• _SUPPLIED TEXT_
I hate it when people know you're coming to visit and they don't hold their dog back from jumping on you.

So true, and I felt sorry for their apartment neighbors, having to listen to that barking every time someone's at the door.

 

18 hours ago, Crashcourse said:

These two disgust me.  Leave the Bible out of this mess.

Well, God's who got them into this mess, and apparently who's keeping them in this mess.  So the Bible doesn't seem out of place.

But surely they make cards with Bible verses on them, right?  Maybe Paige could ease Chris into playing cards with those.  I haven't played cards in years, nobody's asked me to play cards in years.  I'd certainly never refuse to.  That guy is so weird.

 

15 hours ago, Yeah No said:

Plus it really bugs me how Eric treats Virginia like he's her father or something.  His paternalistic attitude toward her is bordering on creepy and controlling.  He obviously doesn't trust her with other men AT ALL and I don't know if she is fully appreciating how insulting that is of her.  If he doesn't trust her that much or respect her enough not to treat her like a child, well, I don't know whether he should really be involved with her (or her with him).

Agree.  It really grates that he won't allow her to remain in contact with any former boyfriends.  Or even that he thinks he has the right or power to allow it or not.  And it grates that Virginia might put up with it.  She can still see those two guy friends of hers only because they presented themselves to Erik and he approved.  Screw that.

1 hour ago, Boo Boo said:

If Virginia isn't even sure if she wants kids, why are they setting her up with someone who wants them right away?

Collected data entries
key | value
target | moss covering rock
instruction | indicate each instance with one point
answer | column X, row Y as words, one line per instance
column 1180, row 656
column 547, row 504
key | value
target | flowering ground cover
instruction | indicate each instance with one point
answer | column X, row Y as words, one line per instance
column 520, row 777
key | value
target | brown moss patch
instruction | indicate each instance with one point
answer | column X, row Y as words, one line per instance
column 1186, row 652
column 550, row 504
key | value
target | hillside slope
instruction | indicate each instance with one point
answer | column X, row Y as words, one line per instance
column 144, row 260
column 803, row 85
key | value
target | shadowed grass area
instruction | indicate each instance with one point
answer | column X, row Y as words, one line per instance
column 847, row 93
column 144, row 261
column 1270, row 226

• _TASK INSTRUCTIONS_
#1 In the forum thread, what does one commenter say nobody has asked them to do in years?
#2 Reproduce the forum thread from "These two disgust" to "out of place.".
Rely on the forum thread alone.

• _YOUR RESPONSES_
#1 Play cards.

#2
These two disgust me.  Leave the Bible out of this mess.

Well, God's who got them into this mess, and apparently who's keeping them in this mess.  So the Bible doesn't seem out of place.